Assignment 1: In the refactoring write-up, condense the paragraph beginning "On the code side" into a shorter version that keeps its main facts.
Assignment 2: Retype the portion of the refactoring write-up from "Some observations on" up to and including "starting from scratch.".

Text under study:
__________

Yes, a lot of tests. It’s a data-heavy application so there are a lot of tests to make sure that data is transformed as expected. Whenever it doesn’t work, I add that data (or enough of it) as a test case and then fix it. Most of this test data was just changed with global find/replace so it’s not a big overhead to maintain. But having all those tests was crucial for doing any meaningful refactoring.

On the code side, it was very satisfying to remove more code than I was adding. It just showed how brittle and convoluted the codebase had become. As I discovered more edge cases I added more logic to deal with them. Eventually this ended up as lots of complexity. The new code is “cleaner”. I put clean in quotes because there is still a lot of copy/paste in there and similar functions doing similar things. This is because I like to follow “Make it work, make it right, make it fast“. Code that works but isn’t super elegant is going to be easier to maintain/fix/re-factor later than code that is super-abstracted.

Some observations on the above:

  1. Tests are your friend (obviously)
  2. Expect to need major refactoring in the future. However well you capture all the requirements now, there will be plenty that have not yet been captured, and plenty of need for change
  3. Shiny new toys aren’t always going to help – approach with caution
  4. Sometimes the simple old-fashioned technologies are just fine
  5. However bad you think an app is, there is probably still 80% in there that is good, so beware completely starting from scratch.

See below for the RDF as it stands now compared to before:

Current version

@prefix ns1: <http://example.org/test/> .
@prefix org: <http://www.w3.org/ns/org#> .
@prefix xsd: <http://www.w3.org/2001/XMLSchema#> .

<http://example.org/test/abc/Core_Scientific> a org:Organization ;
    ns1:basedInRawLow "USA" ;
    ns1:buyer <http://example.org/test/abc/Stax_Digital_Assets_Acquisition> ;
    ns1:description "Artificial Intelligence and Blockchain technologies" ;
    ns1:foundName "Core Scientific" ;
    ns1:industry "Artificial Intelligence and Blockchain technologies" ;
    ns1:name "Core Scientific" .

<http://example.org/test/abc/Stax_Digital> a org:Organization ;
    ns1:basedInRawLow "LLC" ;
    ns1:description "blockchain mining" ;
    ns1:foundName "Stax Digital, LLC",
        "Stax Digital." ;
    ns1:industry "blockchain mining" ;
    ns1:name "Stax Digital" .

<http://example.org/test/abc/Stax_Digital_Assets_Acquisition> a ns1:CorporateFinanceActivity ;
    ns1:activityType "acquisition" ;
    ns1:documentDate "2022-11-28T05:06:07.000008"^^xsd:dateTime ;
    ns1:documentExtract "Core Scientific (www.corescientific.com) has acquired assets of Stax Digital, LLC, a specialist blockchain mining company with extensive product development experience and a strong track record of developing enterprise mining solutions for GPUs.",
        "Core Scientific completes acquisition of Stax Digital." ;
    ns1:foundName "acquired",
        "acquisition" ;
    ns1:name "acquired",
        "acquisition" ;
    ns1:status "completed" ;
    ns1:targetDetails "assets" ;
    ns1:targetEntity <http://example.org/test/abc/Stax_Digital> ;
    ns1:targetName "Stax Digital" ;
    ns1:whereRaw "llc" .

__________

Records shown:
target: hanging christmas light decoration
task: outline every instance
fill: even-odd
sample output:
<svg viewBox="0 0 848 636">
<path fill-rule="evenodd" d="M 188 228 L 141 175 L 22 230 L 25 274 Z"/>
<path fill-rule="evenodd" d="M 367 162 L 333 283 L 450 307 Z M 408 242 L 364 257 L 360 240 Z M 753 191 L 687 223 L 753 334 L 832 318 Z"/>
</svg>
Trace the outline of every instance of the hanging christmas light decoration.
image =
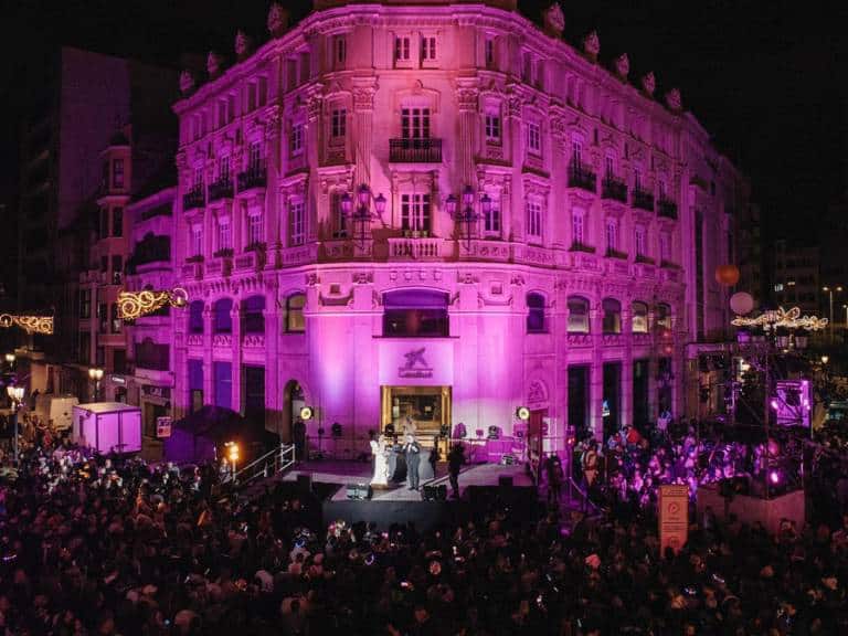
<svg viewBox="0 0 848 636">
<path fill-rule="evenodd" d="M 736 316 L 731 321 L 734 327 L 762 327 L 765 331 L 784 327 L 786 329 L 806 329 L 807 331 L 819 331 L 827 327 L 827 318 L 816 316 L 802 316 L 799 307 L 784 309 L 778 307 L 768 311 L 763 311 L 754 318 Z"/>
<path fill-rule="evenodd" d="M 9 329 L 18 326 L 26 333 L 53 335 L 53 316 L 31 316 L 28 314 L 0 314 L 0 327 Z"/>
<path fill-rule="evenodd" d="M 135 320 L 148 314 L 158 311 L 166 305 L 171 307 L 186 307 L 189 295 L 182 287 L 153 292 L 121 292 L 118 294 L 118 316 L 123 320 Z"/>
</svg>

__________

Your solution 1: Removing more code than was added was satisfying. It also showed how brittle and convoluted the codebase had become, because logic added for each newly discovered edge case had accumulated into heavy complexity. The new code is only "cleaner": it still contains much copy/paste and similar functions doing similar things. This is because the writer follows "Make it work, make it right, make it fast." Code that works but is not elegant is easier to maintain, fix and refactor later than super-abstracted code.

Your solution 2:
Some observations on the above:

  1. Tests are your friend (obviously)
  2. Expect to need major refactoring in the future. However well you capture all the requirements now, there will be plenty that have not yet been captured, and plenty of need for change
  3. Shiny new toys aren’t always going to help – approach with caution
  4. Sometimes the simple old-fashioned technologies are just fine
  5. However bad you think an app is, there is probably still 80% in there that is good, so beware completely starting from scratch.